::: SUPPLIED INFORMATION

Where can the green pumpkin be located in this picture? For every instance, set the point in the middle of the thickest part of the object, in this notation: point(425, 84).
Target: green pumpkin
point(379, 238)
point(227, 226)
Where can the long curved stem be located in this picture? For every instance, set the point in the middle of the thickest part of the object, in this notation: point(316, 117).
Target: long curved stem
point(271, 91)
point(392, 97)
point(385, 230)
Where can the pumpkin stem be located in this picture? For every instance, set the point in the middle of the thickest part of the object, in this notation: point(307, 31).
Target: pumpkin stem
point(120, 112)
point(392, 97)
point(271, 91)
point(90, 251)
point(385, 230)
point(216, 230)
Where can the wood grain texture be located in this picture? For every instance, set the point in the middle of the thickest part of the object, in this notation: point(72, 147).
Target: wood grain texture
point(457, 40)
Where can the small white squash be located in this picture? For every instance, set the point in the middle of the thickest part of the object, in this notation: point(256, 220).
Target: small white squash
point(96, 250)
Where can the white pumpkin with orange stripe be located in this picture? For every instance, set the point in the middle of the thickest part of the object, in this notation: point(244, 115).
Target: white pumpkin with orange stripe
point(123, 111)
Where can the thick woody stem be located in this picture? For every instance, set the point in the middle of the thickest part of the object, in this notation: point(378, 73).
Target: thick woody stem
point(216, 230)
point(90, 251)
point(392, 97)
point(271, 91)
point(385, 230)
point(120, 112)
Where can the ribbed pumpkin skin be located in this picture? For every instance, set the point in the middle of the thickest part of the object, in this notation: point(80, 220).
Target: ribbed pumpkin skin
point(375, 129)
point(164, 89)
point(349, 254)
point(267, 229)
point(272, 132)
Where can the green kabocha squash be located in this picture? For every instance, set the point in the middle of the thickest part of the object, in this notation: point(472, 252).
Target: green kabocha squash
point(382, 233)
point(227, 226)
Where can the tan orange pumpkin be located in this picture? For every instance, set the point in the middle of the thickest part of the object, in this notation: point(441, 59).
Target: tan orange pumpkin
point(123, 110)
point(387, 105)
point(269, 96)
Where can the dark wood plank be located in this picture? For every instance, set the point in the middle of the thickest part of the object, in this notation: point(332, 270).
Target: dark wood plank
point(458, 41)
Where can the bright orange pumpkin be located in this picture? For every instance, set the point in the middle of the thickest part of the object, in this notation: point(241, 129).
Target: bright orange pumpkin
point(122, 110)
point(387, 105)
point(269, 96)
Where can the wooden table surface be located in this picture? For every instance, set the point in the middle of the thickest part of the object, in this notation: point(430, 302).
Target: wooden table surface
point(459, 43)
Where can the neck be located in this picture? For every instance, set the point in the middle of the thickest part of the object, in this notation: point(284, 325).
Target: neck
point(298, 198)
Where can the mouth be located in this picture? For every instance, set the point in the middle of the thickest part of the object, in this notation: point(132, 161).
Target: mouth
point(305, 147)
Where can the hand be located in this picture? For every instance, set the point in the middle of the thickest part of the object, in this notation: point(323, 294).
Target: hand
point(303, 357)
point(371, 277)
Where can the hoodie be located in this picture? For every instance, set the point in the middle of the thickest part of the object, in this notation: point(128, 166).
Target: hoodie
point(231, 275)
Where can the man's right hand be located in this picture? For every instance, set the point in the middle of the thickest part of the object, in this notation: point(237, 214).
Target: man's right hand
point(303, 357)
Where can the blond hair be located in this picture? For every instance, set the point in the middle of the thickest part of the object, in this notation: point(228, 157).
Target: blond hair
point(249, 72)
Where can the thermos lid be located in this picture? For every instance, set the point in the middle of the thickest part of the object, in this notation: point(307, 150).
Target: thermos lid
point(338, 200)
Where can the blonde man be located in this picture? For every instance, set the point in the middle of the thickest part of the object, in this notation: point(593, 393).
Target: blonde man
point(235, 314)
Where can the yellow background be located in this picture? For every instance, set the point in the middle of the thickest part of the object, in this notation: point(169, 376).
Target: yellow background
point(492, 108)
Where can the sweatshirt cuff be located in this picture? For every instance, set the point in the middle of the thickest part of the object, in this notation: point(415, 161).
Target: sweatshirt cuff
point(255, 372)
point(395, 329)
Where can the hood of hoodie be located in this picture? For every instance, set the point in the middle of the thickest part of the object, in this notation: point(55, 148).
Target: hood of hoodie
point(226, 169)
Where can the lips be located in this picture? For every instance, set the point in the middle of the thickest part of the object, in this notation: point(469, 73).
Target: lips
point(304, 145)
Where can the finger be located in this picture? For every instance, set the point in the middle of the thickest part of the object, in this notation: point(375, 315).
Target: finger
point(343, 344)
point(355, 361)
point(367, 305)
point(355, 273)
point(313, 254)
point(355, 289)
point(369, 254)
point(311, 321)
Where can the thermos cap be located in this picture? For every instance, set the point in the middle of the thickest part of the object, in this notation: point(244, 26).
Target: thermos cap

::::::

— WRITTEN EXERCISE —
Copy every entry above word for word, keeping each line unchanged and in its original order.

— SOLUTION FOR THIS EXERCISE —
Where can the green pumpkin be located in this picture? For every instance, set the point in the middle of the thickest part of the object, in this notation: point(425, 84).
Target: green pumpkin
point(379, 238)
point(227, 226)
Where can the long curved stem be located in this picture? For every instance, set the point in the middle of the thickest part of the object, in this notation: point(316, 117).
Target: long curved stem
point(271, 91)
point(392, 97)
point(385, 230)
Where can the pumpkin stem be located in this picture? For every instance, set the point in the middle of the thickest part of the object, in this notation: point(307, 31).
Target: pumpkin stem
point(120, 112)
point(392, 97)
point(271, 91)
point(90, 251)
point(385, 230)
point(216, 230)
Where can the wood grain texture be located in this picture? For every instance, set the point in the middle of the thickest part of the object, in this notation: point(72, 147).
Target: wood grain texture
point(457, 40)
Where can the small white squash be located in this picture? For every instance, set the point in the middle of the thickest part of the object, in this notation: point(256, 220).
Target: small white squash
point(96, 250)
Where can the white pumpkin with orange stripe be located in this picture? For every instance, set the point in the middle of the thickest part of the object, in this notation: point(244, 115).
Target: white pumpkin with orange stripe
point(123, 111)
Where can the thick woody stem be located in this picture? For every instance, set the point in the middle of the thickest part of the object, in this notation: point(378, 73).
Target: thick woody stem
point(216, 230)
point(90, 251)
point(392, 97)
point(271, 91)
point(385, 230)
point(120, 112)
Where can the ribbed pumpkin skin be located in this picture? For every instance, set the point in the middle of the thickest part of the object, in this notation: point(80, 220).
Target: ribbed pumpkin skin
point(375, 129)
point(164, 89)
point(349, 254)
point(267, 229)
point(272, 132)
Where can the green kabocha squash be located in this picture? For every instance, set the point in the middle of the thickest part of the object, in this notation: point(472, 252).
Target: green kabocha squash
point(382, 233)
point(227, 226)
Where can the tan orange pumpkin be located in this picture? For every instance, set the point in the middle of the thickest part of the object, in this notation: point(441, 59).
Target: tan orange pumpkin
point(123, 110)
point(387, 105)
point(269, 96)
Where can the dark wood plank be located in this picture? For every instance, set the point in the middle of the thickest part of the object, in this notation: point(332, 270).
Target: dark wood plank
point(458, 41)
Where can the bright orange pumpkin be located in this picture? For every instance, set the point in the middle of the thickest part of the object, in this notation: point(241, 129).
Target: bright orange pumpkin
point(122, 110)
point(387, 105)
point(269, 96)
Where can the wooden table surface be located in this picture? For every instance, set the point in the middle of the thickest part of the object, in this notation: point(430, 302).
Target: wooden table surface
point(459, 43)
Where can the neck be located in this picture? For every instance, set the point in the middle of the thickest part of the object, in this notation: point(284, 325).
Target: neck
point(298, 198)
Where can the mouth be located in this picture? For every instance, set the point in the middle of the thickest part of the object, in this notation: point(132, 161).
Target: mouth
point(305, 147)
Where can the hand be located in this picture? For every instance, set the point in the middle of the thickest part of the object, in this notation: point(323, 294).
Target: hand
point(303, 357)
point(371, 277)
Where can the hoodie be located in this picture? For every instance, set the point in the middle of the thickest part of the object, in this notation: point(128, 166).
Target: hoodie
point(231, 275)
Where can the man's right hand be located in this picture? For every instance, set the point in the middle of the thickest part of the object, in this notation: point(237, 214).
Target: man's right hand
point(303, 357)
Where can the blond hair be located in this picture? For every instance, set the point in the middle of the thickest part of the object, in this notation: point(228, 157).
Target: blond hair
point(249, 72)
Where can the thermos lid be located in this picture? For every instance, set the point in the middle of the thickest part of the object, in this notation: point(307, 150).
Target: thermos lid
point(338, 200)
Where can the blonde man be located in this picture? For every instance, set the point in the middle of the thickest part of the object, in this notation: point(593, 393).
Target: blonde man
point(235, 314)
Where can the yellow background be located in this picture? For every instance, set the point in the middle of the thickest part of the object, in this notation: point(169, 376).
Target: yellow background
point(492, 108)
Where can the sweatshirt cuff be located in this picture? For every instance, set the point in the middle of the thickest part of the object, in this notation: point(415, 161).
Target: sweatshirt cuff
point(255, 372)
point(395, 329)
Where can the hood of hoodie be located in this picture? For every instance, set the point in the middle of the thickest part of the object, in this notation: point(55, 148).
Target: hood of hoodie
point(226, 169)
Where can the lips be located in this picture? For every instance, set the point in the middle of the thickest part of the object, in this notation: point(469, 73).
Target: lips
point(304, 145)
Where can the finger be located in this picture? For every instance, set the point in the middle of the thickest part of the object, in this notation: point(375, 315).
Target: finger
point(343, 344)
point(355, 361)
point(367, 305)
point(355, 273)
point(313, 254)
point(355, 289)
point(369, 254)
point(311, 321)
Where can the thermos cap be located in this picture? For every instance, set the point in the middle of the thickest part of the object, in this notation: point(244, 26).
Target: thermos cap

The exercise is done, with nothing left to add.